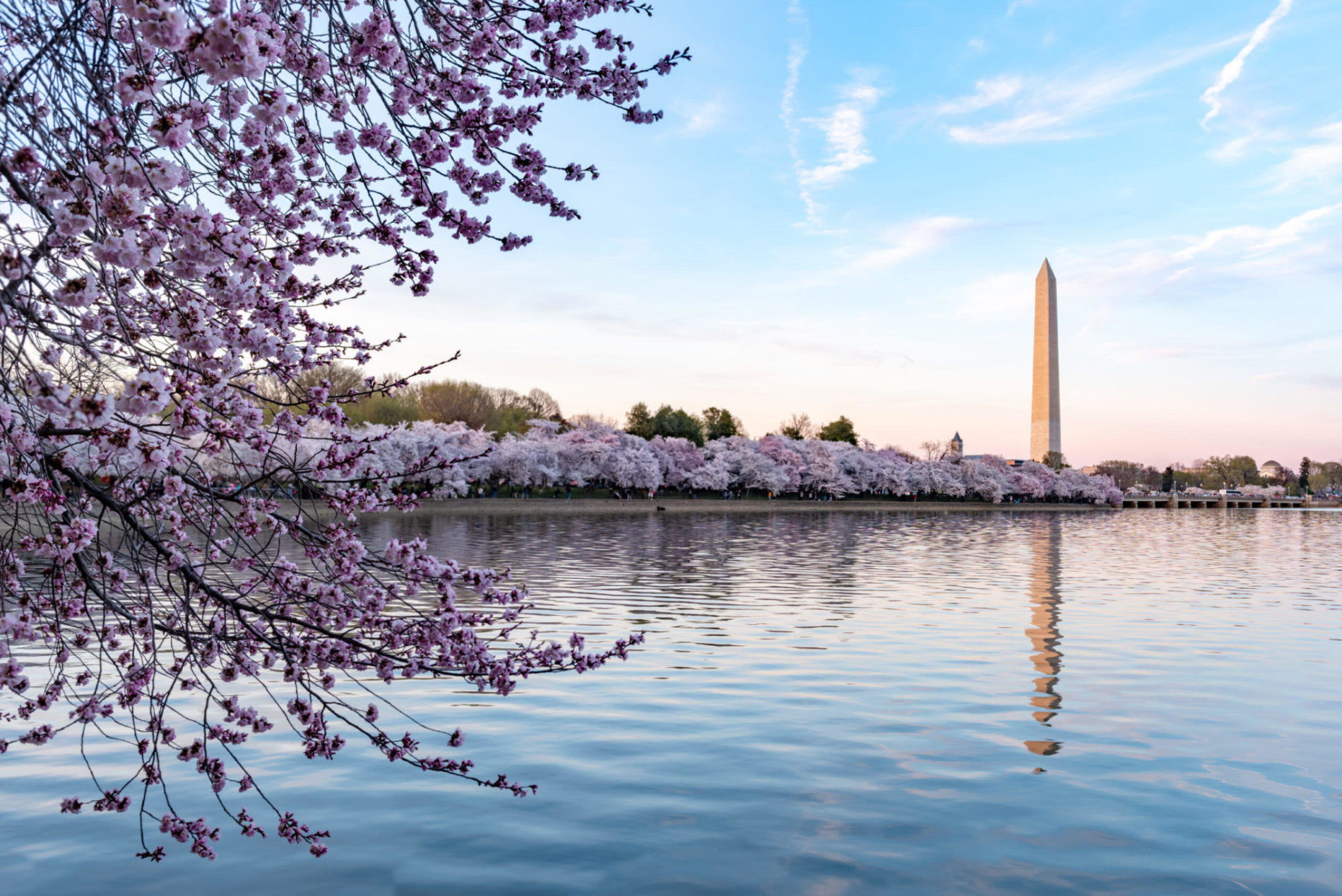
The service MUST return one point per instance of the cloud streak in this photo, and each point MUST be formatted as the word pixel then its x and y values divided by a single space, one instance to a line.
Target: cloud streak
pixel 845 134
pixel 1235 67
pixel 1055 109
pixel 912 240
pixel 1317 162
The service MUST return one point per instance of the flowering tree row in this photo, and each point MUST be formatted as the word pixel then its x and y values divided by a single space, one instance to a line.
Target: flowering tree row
pixel 598 455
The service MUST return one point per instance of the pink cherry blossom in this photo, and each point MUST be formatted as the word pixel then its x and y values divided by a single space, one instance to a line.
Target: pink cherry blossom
pixel 191 186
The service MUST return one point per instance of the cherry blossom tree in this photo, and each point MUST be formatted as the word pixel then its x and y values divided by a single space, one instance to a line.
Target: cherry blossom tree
pixel 188 187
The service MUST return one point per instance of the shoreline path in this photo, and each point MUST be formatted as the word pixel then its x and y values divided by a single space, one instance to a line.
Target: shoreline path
pixel 557 506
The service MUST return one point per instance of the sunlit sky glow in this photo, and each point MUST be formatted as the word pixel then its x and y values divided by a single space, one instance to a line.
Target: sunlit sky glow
pixel 847 203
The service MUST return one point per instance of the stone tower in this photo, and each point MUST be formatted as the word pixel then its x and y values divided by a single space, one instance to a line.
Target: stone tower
pixel 1046 428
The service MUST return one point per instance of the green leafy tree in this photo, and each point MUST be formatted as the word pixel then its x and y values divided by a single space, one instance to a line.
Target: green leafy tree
======
| Problem to work on |
The expected output is an exact copy of the lines from the top of the data above through the line containing "The service MUST return one point per instance of the pink", both included, with every picture omitted.

| Solution to this problem |
The service MUST return one point per instance of the cloud streak in this photo, and each point MUST be formatted as the word pixel then its x and y values divided by a single space, one instance to a line.
Target: cloud streak
pixel 845 134
pixel 1235 67
pixel 1055 109
pixel 912 240
pixel 1317 162
The service MUST return one point per instance of the flowering tree row in this photo, and each point MUST be formatted as the word pixel then its x and y values divided by a single space, one instance to a line.
Target: flowering tree row
pixel 598 455
The service MUST return one point per instance of the pink cherry blossom in this photo, and each point MUST be formatted as the word pixel then its x and y values divided by a single space, one instance to a line.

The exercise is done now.